- **WHAT TO DO**: Pull out every line in the items below that contains the word "gray", and copy each one in full.

- **RECORDS FOR THIS TASK**:
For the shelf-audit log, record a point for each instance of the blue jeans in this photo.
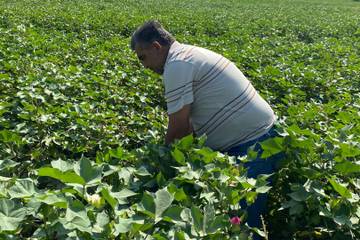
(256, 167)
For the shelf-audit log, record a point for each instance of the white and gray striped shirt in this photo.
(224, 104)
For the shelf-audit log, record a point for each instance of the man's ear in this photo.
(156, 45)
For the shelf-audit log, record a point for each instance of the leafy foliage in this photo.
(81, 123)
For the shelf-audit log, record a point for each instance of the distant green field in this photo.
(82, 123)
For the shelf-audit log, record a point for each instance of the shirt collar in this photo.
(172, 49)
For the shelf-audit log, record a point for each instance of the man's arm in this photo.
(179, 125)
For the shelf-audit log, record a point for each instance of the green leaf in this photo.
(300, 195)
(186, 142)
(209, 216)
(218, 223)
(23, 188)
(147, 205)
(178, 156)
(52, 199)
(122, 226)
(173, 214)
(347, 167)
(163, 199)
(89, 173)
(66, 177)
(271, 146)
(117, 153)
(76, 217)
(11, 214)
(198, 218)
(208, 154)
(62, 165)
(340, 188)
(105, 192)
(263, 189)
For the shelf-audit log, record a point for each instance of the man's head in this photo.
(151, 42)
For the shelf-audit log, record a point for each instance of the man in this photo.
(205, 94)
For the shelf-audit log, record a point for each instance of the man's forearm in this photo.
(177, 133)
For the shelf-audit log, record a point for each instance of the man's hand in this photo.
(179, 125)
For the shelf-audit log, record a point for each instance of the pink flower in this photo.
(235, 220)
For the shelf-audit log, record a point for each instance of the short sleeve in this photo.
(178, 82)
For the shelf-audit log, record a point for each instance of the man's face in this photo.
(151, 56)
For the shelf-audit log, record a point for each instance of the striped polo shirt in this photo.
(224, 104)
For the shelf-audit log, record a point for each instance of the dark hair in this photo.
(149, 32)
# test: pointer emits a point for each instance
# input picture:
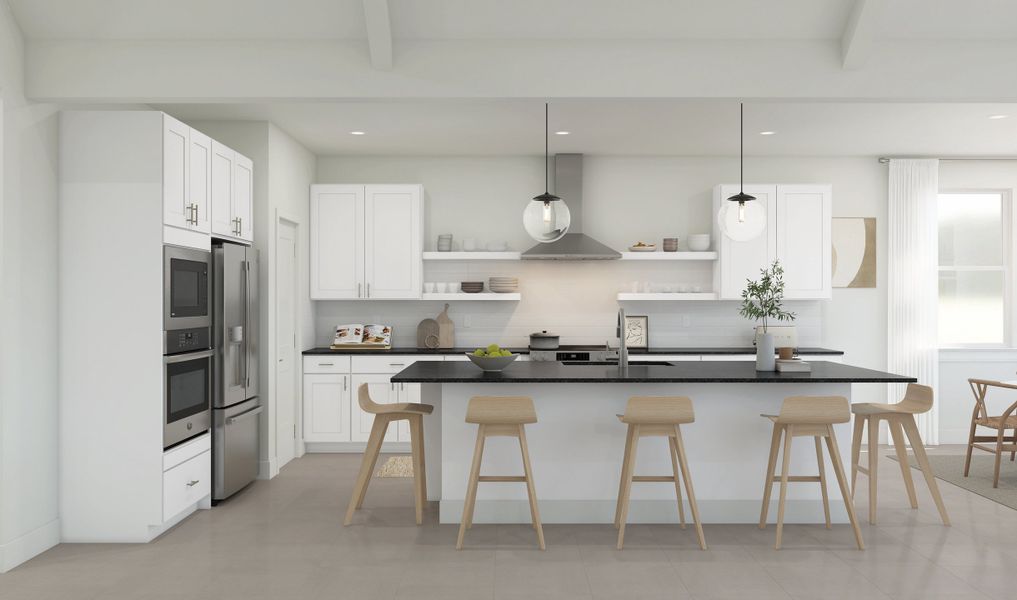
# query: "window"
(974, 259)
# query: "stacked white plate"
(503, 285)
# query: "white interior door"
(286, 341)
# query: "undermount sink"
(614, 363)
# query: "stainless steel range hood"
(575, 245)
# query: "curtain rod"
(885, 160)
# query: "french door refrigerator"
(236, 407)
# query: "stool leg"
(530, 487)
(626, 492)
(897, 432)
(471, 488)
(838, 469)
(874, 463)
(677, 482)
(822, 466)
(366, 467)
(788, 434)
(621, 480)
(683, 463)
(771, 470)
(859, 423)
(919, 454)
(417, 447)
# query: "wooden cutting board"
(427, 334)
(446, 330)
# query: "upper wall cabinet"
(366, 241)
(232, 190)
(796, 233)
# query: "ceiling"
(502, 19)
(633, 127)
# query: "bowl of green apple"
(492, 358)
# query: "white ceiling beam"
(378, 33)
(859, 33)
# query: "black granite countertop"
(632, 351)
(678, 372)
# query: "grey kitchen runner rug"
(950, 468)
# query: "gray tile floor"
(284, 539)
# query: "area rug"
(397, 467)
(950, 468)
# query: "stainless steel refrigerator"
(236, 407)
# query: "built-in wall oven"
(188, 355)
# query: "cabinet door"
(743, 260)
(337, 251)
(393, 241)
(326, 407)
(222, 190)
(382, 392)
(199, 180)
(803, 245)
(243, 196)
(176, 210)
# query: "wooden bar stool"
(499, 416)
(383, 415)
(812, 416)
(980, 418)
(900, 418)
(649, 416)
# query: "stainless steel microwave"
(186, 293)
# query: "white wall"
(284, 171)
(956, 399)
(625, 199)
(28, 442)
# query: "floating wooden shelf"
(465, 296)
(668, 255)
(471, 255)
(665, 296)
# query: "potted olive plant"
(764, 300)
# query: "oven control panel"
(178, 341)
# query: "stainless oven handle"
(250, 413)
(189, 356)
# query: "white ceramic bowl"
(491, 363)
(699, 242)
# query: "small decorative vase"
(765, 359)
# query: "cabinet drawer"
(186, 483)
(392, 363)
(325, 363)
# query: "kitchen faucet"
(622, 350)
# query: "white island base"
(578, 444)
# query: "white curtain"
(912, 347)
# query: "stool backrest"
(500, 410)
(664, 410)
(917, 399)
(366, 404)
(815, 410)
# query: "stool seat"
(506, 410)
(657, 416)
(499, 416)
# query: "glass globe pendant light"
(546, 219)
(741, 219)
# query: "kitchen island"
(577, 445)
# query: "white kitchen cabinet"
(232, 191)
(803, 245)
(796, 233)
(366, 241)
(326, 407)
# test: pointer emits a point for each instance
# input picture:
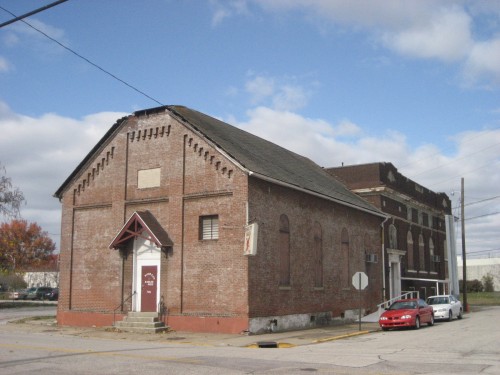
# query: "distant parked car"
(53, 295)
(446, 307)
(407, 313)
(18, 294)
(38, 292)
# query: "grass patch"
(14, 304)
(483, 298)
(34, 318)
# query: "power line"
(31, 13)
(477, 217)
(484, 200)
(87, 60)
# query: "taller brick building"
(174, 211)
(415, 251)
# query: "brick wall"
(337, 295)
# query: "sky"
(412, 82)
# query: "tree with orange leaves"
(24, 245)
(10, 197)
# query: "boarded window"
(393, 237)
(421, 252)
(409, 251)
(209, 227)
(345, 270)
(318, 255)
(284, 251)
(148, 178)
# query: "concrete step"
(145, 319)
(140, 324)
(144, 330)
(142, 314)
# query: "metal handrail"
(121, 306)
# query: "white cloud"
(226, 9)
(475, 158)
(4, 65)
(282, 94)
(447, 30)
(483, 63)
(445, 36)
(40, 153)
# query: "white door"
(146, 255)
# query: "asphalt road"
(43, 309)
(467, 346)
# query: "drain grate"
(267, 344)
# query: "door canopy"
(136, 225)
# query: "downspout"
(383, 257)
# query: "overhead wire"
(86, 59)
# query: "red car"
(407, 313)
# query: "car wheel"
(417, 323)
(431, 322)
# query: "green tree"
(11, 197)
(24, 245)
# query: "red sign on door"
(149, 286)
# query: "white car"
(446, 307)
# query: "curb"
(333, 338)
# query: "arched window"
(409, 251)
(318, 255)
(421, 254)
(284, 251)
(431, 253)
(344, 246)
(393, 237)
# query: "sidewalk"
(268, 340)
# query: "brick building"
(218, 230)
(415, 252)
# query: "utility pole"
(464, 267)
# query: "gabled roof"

- **RESPONSE TO THE EXERCISE**:
For the shelf-audit log, record a point for each instance of the white and gray striped shirt in this photo.
# query: "gray tile floor"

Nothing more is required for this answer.